// Современник. Торонто, 1965. № 12 (декабрь). С.3—13.

 

РИМ*)

 

 

У ВРАТ.

 

Утро, светлое, но не весьма яркое — небо в серебряных барашках. Ровное, мягкое сияние, обещающее день погожий.

Мы с женой входим в полупустое кафе Aragno. Еще легко можно найти свободный бархатный диванчик у стены. Нетрудно накупить пирожных за прилавком. У этого прилавка сталкиваюсь с человеком в котелке, длинном пальто со штрипкой сзади, рыжеватыми бакенами и быстрыми, острыми глазами. Так и летают они!

— Senta! — кричит он и его бакены раздуваются, как жабры. — Da dove viene?

И уже мы трясем друг другу руки, обнимаемся, хотя знакомы мало, и через минуту шотландско-еврейско-неаполи-

 

__________

*) Предлагаемый вниманию читателей очерк «РИМ» приготовлен автором для журнала «Современник» по наброскам, сделанным им еще в 1919 году в сельце Притыкино и вошедшим впоследствии в его книгу «Италия», изданную в Берлине в 1922 году. РЕД.

 

// 3

 

танско-русский журналист идет со мной к нашему столику, и по дороге на меня сыплются вопросы:

— Когда? Откуда? Надолго?

Журналист к нам присел и сразу оказалось, что в Риме он всех знает, может министерство свергнуть и указать комнаты, проведет в Парламент, Союз Журналистов, в кафе Greco. Нам интересны были комнаты. Мы только что в Риме, едва очухались после ночи в поезде, ищем пристанища.

Через полчаса мы уже в конторе сдачи комнат, через час ходим с «онорабельным» старичком в потертых штанах из закоулка в закоулок Рима, тесного у Корсо, по разным via Frattina Borgognona и пр. А еще через час, с легкой руки журналиста, уже строчащаго куда-нибудь статейку из Aragno, располагаемся в большой, окнами на юг, комнате на via Belsiana.

Наши окна выходят на «Бани Бернини». С подоконников наружу вывешены ковры, с улицы долетают пение и болтовня прачек, и на полу лежат два прямоугольника света, медленно переползающего по креслам, гигантской кровати, на стену. Солнце растопило утренних барашков и над краснеющей террасой бань Бернини засинел угол такого неба, как в Риме полагается — Риме осеннем, солнечном и еще теплом. Рим принял нас солнцем и темносиним небом. Мы же начнем в нем жизнь благочестивых пилигриммов.

Данные разметки по точкам =>
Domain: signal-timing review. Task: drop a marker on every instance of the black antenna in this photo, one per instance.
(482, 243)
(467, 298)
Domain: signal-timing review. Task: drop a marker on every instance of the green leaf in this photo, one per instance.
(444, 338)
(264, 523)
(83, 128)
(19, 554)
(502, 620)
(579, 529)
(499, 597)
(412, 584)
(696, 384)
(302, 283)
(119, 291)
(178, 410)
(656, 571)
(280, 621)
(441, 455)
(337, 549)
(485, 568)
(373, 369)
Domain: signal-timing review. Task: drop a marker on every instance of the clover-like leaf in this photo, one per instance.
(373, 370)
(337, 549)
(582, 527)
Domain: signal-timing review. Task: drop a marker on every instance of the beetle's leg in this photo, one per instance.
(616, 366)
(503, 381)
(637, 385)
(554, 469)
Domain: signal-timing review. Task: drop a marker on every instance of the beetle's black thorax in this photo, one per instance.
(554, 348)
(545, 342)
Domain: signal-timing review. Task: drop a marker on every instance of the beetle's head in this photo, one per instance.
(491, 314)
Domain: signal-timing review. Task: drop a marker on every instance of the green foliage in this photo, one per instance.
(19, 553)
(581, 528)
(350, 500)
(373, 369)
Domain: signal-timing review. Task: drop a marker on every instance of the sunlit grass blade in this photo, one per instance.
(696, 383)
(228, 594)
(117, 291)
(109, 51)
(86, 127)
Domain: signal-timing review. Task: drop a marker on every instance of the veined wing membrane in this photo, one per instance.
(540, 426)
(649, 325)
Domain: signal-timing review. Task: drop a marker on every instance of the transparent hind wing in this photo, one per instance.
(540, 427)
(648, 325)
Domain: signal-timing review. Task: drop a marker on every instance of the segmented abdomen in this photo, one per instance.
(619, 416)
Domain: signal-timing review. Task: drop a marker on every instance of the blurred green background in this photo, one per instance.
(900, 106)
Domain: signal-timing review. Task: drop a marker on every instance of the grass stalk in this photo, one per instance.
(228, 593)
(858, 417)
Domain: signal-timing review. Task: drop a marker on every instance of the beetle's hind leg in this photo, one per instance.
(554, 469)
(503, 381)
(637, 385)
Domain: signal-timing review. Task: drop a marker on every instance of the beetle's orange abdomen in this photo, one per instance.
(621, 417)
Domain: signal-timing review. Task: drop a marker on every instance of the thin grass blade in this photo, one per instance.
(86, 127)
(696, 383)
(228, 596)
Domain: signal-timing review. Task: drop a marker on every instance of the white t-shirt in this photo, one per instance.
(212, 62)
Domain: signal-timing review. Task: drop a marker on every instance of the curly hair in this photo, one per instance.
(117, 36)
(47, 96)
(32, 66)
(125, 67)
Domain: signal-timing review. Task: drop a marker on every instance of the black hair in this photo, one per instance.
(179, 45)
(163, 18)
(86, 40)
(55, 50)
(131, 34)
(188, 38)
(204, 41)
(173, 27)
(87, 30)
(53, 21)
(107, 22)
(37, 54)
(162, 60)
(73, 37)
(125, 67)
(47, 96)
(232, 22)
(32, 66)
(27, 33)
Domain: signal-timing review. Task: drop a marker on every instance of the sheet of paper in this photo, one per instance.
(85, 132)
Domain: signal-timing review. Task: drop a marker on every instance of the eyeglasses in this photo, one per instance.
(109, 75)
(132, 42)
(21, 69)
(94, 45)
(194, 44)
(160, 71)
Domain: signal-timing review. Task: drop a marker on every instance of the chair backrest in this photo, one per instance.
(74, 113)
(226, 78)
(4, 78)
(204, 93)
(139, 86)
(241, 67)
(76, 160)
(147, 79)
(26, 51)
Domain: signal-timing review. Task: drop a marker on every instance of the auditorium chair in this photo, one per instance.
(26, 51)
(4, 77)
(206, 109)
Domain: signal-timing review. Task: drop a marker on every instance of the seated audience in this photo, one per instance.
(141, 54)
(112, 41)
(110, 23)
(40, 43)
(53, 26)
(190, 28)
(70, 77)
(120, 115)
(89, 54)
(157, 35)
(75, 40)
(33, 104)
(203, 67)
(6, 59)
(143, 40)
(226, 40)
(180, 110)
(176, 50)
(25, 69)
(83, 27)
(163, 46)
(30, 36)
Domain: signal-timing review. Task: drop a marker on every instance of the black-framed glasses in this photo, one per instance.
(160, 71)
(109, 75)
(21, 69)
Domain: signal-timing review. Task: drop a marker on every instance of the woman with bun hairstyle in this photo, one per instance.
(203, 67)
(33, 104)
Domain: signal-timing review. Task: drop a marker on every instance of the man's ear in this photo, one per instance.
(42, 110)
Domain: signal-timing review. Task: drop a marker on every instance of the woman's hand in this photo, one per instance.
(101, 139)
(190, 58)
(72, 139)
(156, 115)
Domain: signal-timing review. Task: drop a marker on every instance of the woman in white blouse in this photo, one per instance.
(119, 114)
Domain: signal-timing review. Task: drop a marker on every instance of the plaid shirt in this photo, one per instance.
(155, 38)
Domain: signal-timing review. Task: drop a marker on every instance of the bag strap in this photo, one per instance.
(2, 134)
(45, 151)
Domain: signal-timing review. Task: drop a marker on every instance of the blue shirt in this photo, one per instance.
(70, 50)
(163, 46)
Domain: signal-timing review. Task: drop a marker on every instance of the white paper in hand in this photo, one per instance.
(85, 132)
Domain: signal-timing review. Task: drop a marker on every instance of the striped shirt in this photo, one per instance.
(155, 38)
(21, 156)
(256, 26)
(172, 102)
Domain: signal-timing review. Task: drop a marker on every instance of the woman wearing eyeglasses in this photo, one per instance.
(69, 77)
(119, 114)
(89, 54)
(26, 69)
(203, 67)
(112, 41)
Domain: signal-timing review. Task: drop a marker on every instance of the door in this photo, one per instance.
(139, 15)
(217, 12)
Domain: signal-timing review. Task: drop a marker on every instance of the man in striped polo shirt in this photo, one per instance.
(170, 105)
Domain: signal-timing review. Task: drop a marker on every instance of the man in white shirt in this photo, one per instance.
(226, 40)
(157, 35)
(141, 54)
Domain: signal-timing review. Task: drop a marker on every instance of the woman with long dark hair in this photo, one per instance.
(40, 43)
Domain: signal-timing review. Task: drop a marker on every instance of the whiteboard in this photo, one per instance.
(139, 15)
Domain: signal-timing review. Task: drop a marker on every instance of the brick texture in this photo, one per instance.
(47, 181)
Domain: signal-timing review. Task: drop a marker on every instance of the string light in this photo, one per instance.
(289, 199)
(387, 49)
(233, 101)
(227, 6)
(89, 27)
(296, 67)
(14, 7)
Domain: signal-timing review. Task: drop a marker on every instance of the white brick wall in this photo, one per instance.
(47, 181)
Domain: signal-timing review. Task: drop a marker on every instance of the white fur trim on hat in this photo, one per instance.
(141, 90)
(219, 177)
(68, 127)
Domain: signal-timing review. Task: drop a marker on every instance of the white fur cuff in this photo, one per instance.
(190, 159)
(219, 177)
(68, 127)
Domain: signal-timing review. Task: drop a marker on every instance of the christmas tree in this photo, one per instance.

УПРАЖНЕНИЕ =>
Перепишите дословно фрагмент очерка о Риме, начиная со слов «Мы с женой входим» и заканчивая словами «в 1922 году. РЕД.».

РЕЗУЛЬТАТ ВЫПОЛНЕНИЯ =>
Мы с женой входим в полупустое кафе Aragno. Еще легко можно найти свободный бархатный диванчик у стены. Нетрудно накупить пирожных за прилавком. У этого прилавка сталкиваюсь с человеком в котелке, длинном пальто со штрипкой сзади, рыжеватыми бакенами и быстрыми, острыми глазами. Так и летают они!

— Senta! — кричит он и его бакены раздуваются, как жабры. — Da dove viene?

И уже мы трясем друг другу руки, обнимаемся, хотя знакомы мало, и через минуту шотландско-еврейско-неаполи-

 

__________

*) Предлагаемый вниманию читателей очерк «РИМ» приготовлен автором для журнала «Современник» по наброскам, сделанным им еще в 1919 году в сельце Притыкино и вошедшим впоследствии в его книгу «Италия», изданную в Берлине в 1922 году. РЕД.